__Page__
Decorative CISSP Graphic

The First Book of CISSP Humor

by T.L.Ford, 2010
Website: Cattail.Nu
Email: T@Cattail.Nu

Study for the CISSP certification exam the way your Brain prefers...


Chapter 1: Medieval CISSP

Access Control Cartoon
Access Control: Strong Authentication

Legal, Regulations, Investigations, and Compliance Cartoon
Legal, Regulations, Investigations, and Compliance

Security Architecture Cartoon
Security Architecture and Design

ARP Request Cartoon
Address Resolution Protocol (ARP) Request

Information Security Governance and Risk Management Cartoon
Information Security Governance and Risk Management

Physical Security Cartoon
Physical (Environmental) Security

Cryptography Cartoon
Cryptography

Operations Security Cartoon
Operations Security: Mean Time Between Failures (MTBF) and Mean Time To Repair (MTTR)

Business Continuity Cartoon
Business Continuity and Disaster Recovery Planning

Application Development Cartoon
Application Development: Rapid Application Development (RAD)

Telecommunications and Network Security Cartoon
Telecommunications and Network Security: OSI Model


Chapter 2: About Networks

(or "Chapter 7: Telecommunications and Network Security" rewritten to be much shorter and wildly inaccurate for the sake of humor)

In the beginning, people carved stuff onto stone tablets, but that wasn't working out so well.

So the Thinkers got together and thought up a computer.

The Builders saw that this was good and built many, but they needed to talk to each other. So the Builders, not being much on aesthetics, merely stuck another wire into the back of the computer. And everyone in the room was happy.

Then Manufacturers came along and said, "Hey! We want to make money by creating our own hardware." But there were many of them and they each wanted to do their own thing.

How could computers talk if all the parts worked different? The Thinkers eventually worked out something called the OSI Model which sorted out the 1's and 0's. But this did not stop the Manufacturers from screwing around and doing stuff their own way that maximized profit and guaranteed a monopoly.

Thus the Thinkers huddled together for protection and created a bunch of Protocols to teach everyone how the 1's and 0's should be organized. Just so no one would feel bad or left out (and so that they would actually feel a responsibility for these rules and therefore have an obligation to obey them), they published these protocols under the name "RFC"s, which stands for "Request for Comments".

Unfortunately, people thought that meant the Thinkers actually wanted feedback, so many RFCs were eventually obsoleted, modified, and generally made into long, obnoxious way-too-technical documents. Several annoyed Thinkers slipped in some bits of humor, but this got mostly stamped out.

The Manufacturers started following the rules, but to be competitive and sell more stuff, kept coming up with newer, better, faster, longer, greater stuff (this was before improvements meant just adding more salt and high fructose corn syrup and a prettier label). As soon as one Manufacturer came out with something, someone else would "borrow" the idea and create their own. And of course, theirs wouldn't work exactly the same.

The Thinkers sighed. That whole RFC thing for the Protocols was way out of hand by this point, so they decided to create a new set of rules for how hardware needed to work, and they called these Standards. And just to make certain no one confused these with that whole too-many-cooks-in-the-kitchen-giving-feedback thing, they decided to use a decimal numbering scheme. This means that one day, we might see "RFC 1 billion 468 thousand 246, obsoleted by RFC 2 billion 506 thousand, 801", but we'll still see Ethernet as IEEE 802.3.

__Direction 1__
Can you return, unchanged, the lines of the listing from the line containing "Exercise. Point to the woman's dark" through the final line of the listing?

(Point placement records)
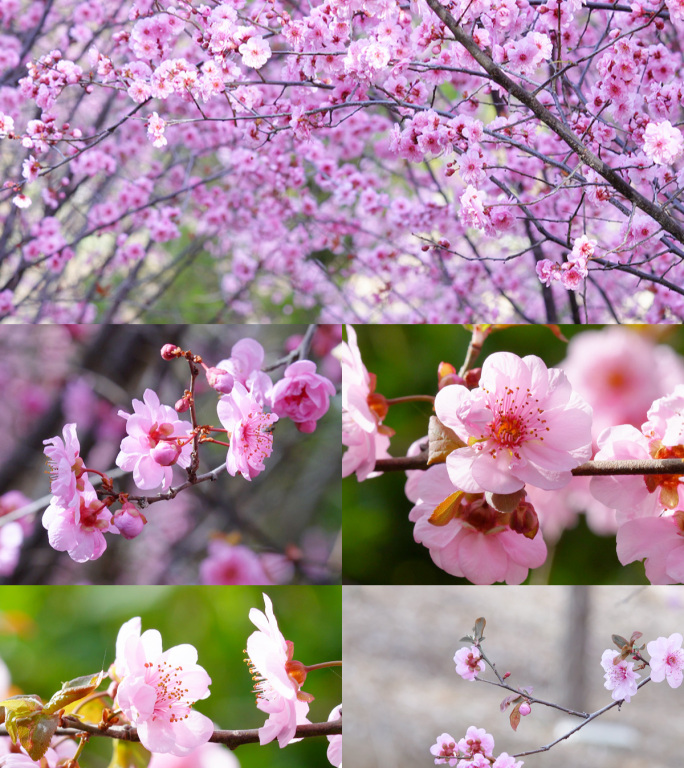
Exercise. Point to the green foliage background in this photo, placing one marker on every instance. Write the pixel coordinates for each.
(52, 634)
(378, 537)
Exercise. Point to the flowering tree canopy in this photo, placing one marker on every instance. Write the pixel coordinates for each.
(366, 160)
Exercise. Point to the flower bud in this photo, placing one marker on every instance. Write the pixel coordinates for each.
(170, 351)
(220, 380)
(182, 405)
(129, 520)
(166, 453)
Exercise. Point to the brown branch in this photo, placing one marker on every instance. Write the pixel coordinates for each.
(73, 726)
(593, 468)
(497, 74)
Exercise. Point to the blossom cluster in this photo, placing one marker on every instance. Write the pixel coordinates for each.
(504, 487)
(159, 437)
(342, 144)
(474, 750)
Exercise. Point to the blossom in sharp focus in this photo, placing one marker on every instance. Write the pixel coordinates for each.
(469, 662)
(335, 745)
(523, 424)
(158, 689)
(250, 439)
(255, 52)
(151, 447)
(667, 659)
(663, 143)
(278, 679)
(621, 678)
(78, 527)
(362, 413)
(445, 750)
(244, 365)
(475, 541)
(302, 395)
(66, 465)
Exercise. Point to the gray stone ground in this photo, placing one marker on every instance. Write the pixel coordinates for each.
(401, 690)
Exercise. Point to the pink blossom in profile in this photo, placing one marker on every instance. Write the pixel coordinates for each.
(663, 143)
(66, 465)
(477, 741)
(149, 427)
(278, 679)
(232, 564)
(445, 750)
(334, 753)
(244, 365)
(620, 372)
(667, 660)
(621, 679)
(209, 755)
(362, 413)
(523, 424)
(158, 689)
(469, 662)
(250, 439)
(302, 395)
(473, 544)
(659, 541)
(79, 527)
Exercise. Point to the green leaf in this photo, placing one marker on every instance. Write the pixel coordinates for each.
(74, 690)
(129, 754)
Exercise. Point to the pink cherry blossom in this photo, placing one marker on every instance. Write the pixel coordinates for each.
(278, 679)
(477, 741)
(150, 424)
(250, 439)
(302, 395)
(78, 526)
(621, 678)
(659, 541)
(667, 659)
(663, 143)
(334, 753)
(232, 564)
(158, 689)
(469, 662)
(361, 417)
(445, 750)
(244, 365)
(66, 465)
(474, 544)
(523, 424)
(255, 52)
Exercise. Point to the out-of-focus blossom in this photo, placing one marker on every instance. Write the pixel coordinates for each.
(362, 413)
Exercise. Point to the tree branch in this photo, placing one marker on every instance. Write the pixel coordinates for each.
(73, 727)
(631, 467)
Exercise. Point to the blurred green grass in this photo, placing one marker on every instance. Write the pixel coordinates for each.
(378, 537)
(52, 634)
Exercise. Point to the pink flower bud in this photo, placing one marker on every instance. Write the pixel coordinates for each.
(129, 520)
(170, 351)
(165, 453)
(220, 380)
(182, 405)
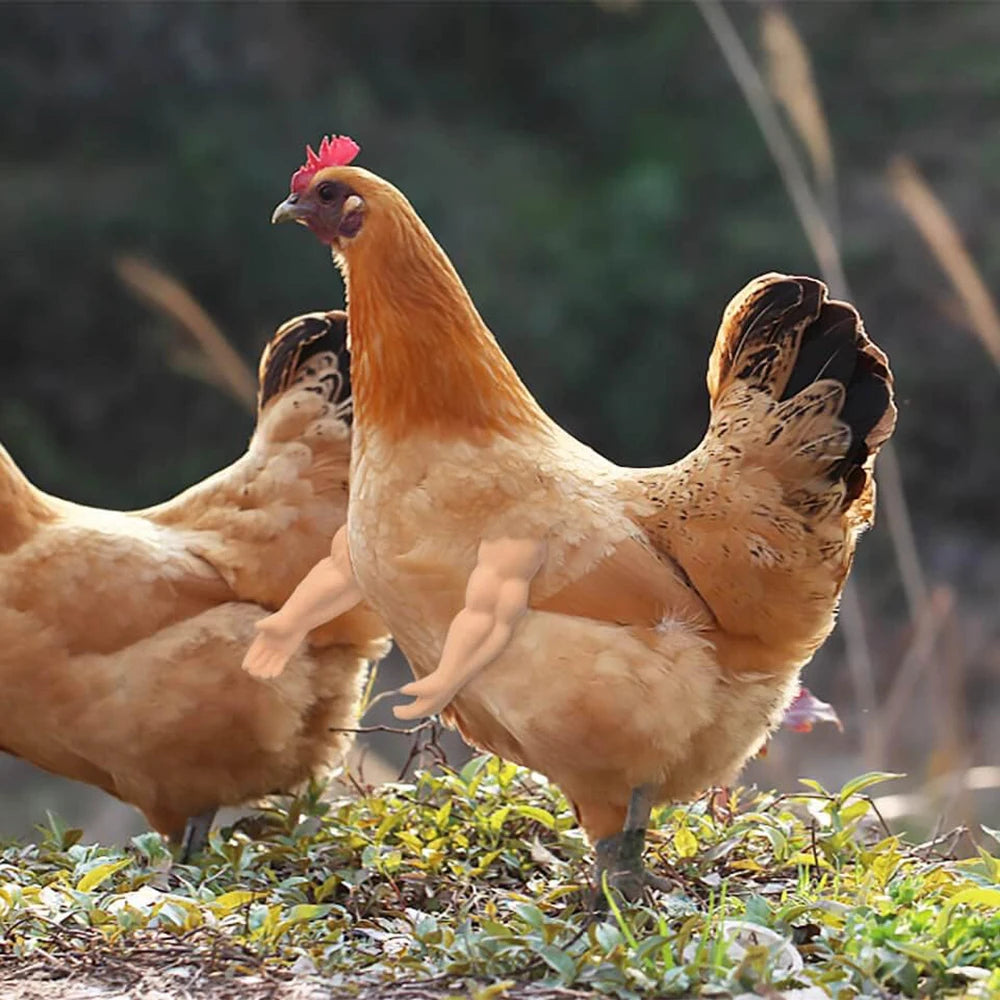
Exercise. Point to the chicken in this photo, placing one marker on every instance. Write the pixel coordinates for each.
(121, 634)
(633, 634)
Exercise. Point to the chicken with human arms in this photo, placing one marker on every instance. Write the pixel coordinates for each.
(122, 633)
(633, 634)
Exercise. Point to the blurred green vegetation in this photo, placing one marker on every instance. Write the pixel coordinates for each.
(593, 172)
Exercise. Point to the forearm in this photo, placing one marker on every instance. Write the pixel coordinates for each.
(324, 593)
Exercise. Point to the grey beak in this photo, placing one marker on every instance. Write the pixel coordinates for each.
(289, 211)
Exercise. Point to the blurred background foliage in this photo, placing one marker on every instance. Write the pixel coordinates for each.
(594, 173)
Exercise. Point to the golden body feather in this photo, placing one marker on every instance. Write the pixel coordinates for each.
(675, 606)
(121, 634)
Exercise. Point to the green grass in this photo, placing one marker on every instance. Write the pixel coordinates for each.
(480, 876)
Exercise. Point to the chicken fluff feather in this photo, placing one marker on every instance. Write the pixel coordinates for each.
(633, 634)
(121, 634)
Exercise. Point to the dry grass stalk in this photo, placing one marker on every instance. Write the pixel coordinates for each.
(911, 670)
(790, 76)
(218, 361)
(938, 229)
(810, 213)
(827, 252)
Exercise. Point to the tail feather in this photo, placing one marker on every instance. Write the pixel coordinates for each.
(830, 387)
(320, 338)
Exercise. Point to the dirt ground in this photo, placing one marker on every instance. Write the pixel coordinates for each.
(178, 985)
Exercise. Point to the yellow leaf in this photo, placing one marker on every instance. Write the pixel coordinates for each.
(97, 875)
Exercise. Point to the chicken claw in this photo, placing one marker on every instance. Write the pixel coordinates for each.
(496, 597)
(272, 648)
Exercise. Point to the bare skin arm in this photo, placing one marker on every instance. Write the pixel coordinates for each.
(327, 591)
(495, 599)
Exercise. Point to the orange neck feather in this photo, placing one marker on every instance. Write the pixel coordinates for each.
(422, 359)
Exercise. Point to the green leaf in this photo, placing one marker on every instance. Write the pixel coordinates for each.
(864, 781)
(685, 843)
(308, 911)
(814, 785)
(97, 875)
(540, 815)
(990, 832)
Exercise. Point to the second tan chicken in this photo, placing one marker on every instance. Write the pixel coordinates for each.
(121, 634)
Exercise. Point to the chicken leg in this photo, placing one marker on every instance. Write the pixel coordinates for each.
(620, 855)
(327, 591)
(496, 597)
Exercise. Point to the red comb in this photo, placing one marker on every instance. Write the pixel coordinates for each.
(333, 152)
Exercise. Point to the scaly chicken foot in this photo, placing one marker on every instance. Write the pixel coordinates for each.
(195, 836)
(619, 857)
(327, 591)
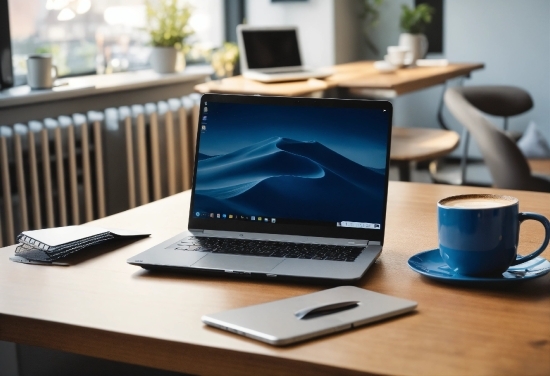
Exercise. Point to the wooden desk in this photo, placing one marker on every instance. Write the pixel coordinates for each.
(103, 307)
(419, 144)
(540, 166)
(360, 78)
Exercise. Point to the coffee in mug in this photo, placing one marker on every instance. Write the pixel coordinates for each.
(479, 233)
(40, 72)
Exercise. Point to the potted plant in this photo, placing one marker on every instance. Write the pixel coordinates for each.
(224, 60)
(168, 25)
(413, 24)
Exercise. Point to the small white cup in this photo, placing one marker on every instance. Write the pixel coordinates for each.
(40, 72)
(396, 55)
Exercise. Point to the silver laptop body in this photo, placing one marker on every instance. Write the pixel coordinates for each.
(272, 54)
(298, 171)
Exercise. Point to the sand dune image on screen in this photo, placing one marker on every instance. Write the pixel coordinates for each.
(283, 177)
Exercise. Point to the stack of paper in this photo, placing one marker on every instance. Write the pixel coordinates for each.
(51, 244)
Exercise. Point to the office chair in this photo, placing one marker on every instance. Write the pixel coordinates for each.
(508, 166)
(501, 101)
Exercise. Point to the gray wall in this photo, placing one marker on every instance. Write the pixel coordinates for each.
(512, 38)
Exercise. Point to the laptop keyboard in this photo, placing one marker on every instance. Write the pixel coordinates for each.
(269, 248)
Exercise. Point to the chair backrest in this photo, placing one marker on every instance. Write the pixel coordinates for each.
(508, 166)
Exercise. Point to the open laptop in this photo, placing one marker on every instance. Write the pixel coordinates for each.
(272, 54)
(284, 188)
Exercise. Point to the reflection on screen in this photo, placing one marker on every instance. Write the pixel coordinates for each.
(271, 48)
(292, 164)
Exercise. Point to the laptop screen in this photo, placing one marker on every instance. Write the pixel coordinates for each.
(286, 163)
(271, 48)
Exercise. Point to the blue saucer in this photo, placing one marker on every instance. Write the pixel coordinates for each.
(430, 264)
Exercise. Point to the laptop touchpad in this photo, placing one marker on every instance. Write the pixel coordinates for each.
(238, 263)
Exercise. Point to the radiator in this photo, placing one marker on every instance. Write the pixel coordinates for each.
(77, 168)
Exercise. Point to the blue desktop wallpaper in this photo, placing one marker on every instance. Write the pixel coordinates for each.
(292, 162)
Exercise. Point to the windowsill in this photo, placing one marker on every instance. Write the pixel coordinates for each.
(75, 87)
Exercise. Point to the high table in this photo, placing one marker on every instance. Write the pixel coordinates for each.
(362, 79)
(100, 306)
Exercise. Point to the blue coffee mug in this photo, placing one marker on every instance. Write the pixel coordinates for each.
(479, 234)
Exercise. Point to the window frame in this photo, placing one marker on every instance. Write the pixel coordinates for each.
(234, 14)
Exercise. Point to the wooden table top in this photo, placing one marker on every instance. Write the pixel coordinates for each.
(421, 144)
(359, 77)
(540, 166)
(101, 306)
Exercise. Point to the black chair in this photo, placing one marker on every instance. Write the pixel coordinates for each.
(501, 101)
(507, 164)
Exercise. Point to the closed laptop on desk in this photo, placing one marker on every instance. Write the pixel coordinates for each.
(284, 187)
(272, 54)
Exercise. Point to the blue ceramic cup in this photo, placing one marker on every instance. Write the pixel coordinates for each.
(478, 234)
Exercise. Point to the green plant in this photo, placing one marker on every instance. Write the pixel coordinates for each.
(168, 22)
(415, 20)
(224, 59)
(370, 14)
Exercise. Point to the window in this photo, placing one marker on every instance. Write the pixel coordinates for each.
(98, 36)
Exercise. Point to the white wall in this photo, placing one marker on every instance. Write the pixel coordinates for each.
(512, 38)
(327, 28)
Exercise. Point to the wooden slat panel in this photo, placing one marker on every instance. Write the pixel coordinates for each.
(61, 196)
(86, 173)
(47, 178)
(6, 193)
(171, 153)
(185, 148)
(35, 188)
(142, 160)
(100, 171)
(73, 179)
(130, 163)
(155, 156)
(20, 179)
(194, 129)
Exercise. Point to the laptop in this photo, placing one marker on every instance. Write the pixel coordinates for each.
(284, 188)
(272, 54)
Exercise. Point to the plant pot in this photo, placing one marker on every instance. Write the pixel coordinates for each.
(163, 59)
(417, 45)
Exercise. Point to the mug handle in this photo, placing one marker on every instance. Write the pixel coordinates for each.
(544, 221)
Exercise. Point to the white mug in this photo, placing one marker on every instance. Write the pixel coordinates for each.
(40, 72)
(418, 45)
(396, 55)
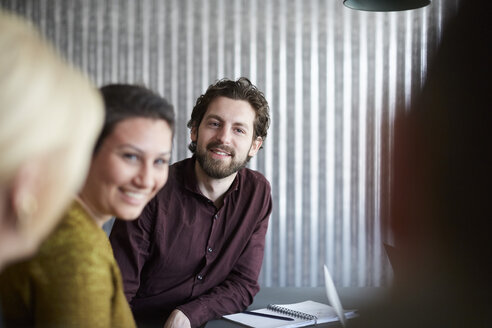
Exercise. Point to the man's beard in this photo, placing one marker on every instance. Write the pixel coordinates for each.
(216, 168)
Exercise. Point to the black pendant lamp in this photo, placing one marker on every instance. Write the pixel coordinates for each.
(385, 5)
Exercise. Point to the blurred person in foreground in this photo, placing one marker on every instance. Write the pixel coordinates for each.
(196, 251)
(74, 280)
(50, 116)
(442, 187)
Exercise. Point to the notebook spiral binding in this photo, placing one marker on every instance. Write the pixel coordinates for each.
(292, 313)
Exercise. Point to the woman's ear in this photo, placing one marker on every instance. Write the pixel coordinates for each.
(23, 194)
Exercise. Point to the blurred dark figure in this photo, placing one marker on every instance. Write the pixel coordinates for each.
(441, 205)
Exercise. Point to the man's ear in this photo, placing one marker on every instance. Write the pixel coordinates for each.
(255, 146)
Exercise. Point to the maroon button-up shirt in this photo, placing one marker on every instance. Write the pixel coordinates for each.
(184, 253)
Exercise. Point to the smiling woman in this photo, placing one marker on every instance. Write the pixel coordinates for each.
(74, 279)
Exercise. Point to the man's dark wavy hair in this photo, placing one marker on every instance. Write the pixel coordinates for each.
(242, 89)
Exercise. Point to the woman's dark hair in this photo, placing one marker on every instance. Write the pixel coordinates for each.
(242, 89)
(123, 101)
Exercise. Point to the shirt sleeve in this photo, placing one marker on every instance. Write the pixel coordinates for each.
(130, 241)
(236, 292)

__Direction 2__
Does each statement below agree with the CISSP humor page? Answer yes or no for each, quoting the exact words of the page that decide it.
(a) The Manufacturers worked out the OSI Model.
(b) "RFC" stands for "Request for Comments."
(c) Ethernet is IEEE 802.3.

__Expected answer 1__
Exercise. Point to the woman's dark hair in this photo, placing one marker on every instance. Write the pixel coordinates for each.
(242, 89)
(123, 101)
Exercise. Point to the shirt sleeve in this photo, placing one marker on every instance. Write the pixel coordinates for each.
(130, 241)
(236, 292)

__Expected answer 2__
(a) No: "The Thinkers eventually worked out something called the OSI Model"
(b) Yes: "they published these protocols under the name "RFC"s, which stands for "Request for Comments""
(c) Yes: "but we'll still see Ethernet as IEEE 802.3"